Search the material for the string "motorcycle", then return every line where it is found.

Segment Open

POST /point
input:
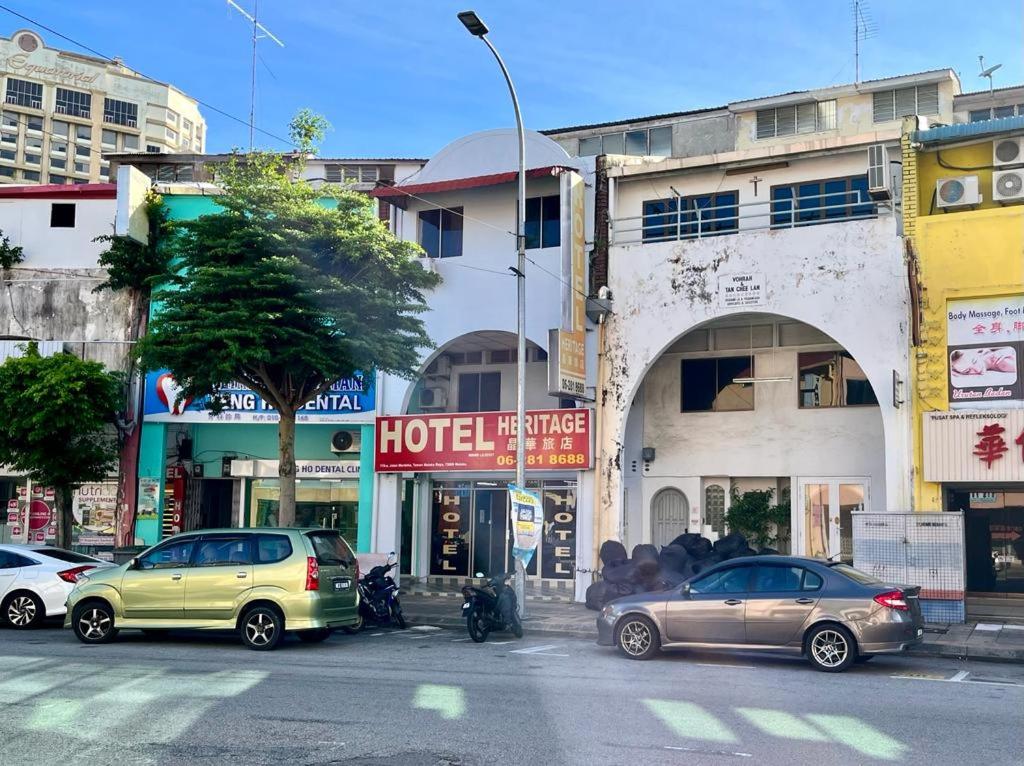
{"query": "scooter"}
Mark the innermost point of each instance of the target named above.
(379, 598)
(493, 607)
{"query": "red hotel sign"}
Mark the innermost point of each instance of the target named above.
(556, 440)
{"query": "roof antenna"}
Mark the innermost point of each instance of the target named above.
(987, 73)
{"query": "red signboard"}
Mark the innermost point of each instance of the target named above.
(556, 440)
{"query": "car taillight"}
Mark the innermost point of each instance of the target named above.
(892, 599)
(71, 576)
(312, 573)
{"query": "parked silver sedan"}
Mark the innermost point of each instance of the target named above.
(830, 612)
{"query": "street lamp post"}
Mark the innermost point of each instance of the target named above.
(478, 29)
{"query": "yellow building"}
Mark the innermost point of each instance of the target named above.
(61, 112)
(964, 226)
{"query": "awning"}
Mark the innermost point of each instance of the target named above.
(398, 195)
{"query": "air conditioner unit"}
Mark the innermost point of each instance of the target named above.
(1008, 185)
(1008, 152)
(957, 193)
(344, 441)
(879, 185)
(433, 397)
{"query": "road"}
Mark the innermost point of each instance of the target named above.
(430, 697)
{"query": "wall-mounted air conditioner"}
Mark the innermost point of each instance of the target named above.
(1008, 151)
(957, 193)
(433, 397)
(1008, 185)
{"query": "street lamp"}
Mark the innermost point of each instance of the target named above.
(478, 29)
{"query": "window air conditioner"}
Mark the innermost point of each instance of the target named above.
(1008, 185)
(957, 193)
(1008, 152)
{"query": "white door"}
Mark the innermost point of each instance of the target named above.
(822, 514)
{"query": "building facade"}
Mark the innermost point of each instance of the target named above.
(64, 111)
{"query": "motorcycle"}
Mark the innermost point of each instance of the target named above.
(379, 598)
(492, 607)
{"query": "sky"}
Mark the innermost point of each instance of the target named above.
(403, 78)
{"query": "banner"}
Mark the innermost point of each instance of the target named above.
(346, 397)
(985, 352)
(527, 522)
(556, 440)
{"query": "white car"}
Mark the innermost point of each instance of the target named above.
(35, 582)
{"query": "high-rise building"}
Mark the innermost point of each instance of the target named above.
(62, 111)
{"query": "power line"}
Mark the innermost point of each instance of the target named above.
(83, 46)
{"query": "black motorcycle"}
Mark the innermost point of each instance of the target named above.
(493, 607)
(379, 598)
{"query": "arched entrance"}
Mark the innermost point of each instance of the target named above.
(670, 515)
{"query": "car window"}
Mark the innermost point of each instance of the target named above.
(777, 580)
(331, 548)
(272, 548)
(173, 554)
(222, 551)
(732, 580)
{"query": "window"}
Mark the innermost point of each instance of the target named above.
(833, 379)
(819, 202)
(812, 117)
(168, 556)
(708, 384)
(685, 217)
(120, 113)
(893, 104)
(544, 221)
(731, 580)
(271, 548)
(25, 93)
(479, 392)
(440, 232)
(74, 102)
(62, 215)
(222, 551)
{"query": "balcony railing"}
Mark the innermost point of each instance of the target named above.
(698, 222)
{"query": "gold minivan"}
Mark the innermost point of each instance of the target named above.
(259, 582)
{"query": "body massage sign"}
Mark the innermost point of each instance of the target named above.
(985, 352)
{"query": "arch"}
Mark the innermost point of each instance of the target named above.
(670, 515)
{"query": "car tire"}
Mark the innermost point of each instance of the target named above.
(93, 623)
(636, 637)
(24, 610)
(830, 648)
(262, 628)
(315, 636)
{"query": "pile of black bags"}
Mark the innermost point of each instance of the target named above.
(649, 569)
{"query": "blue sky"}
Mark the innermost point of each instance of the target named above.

Segment Closed

### Solved problem
{"query": "motorcycle"}
{"query": "black motorcycle"}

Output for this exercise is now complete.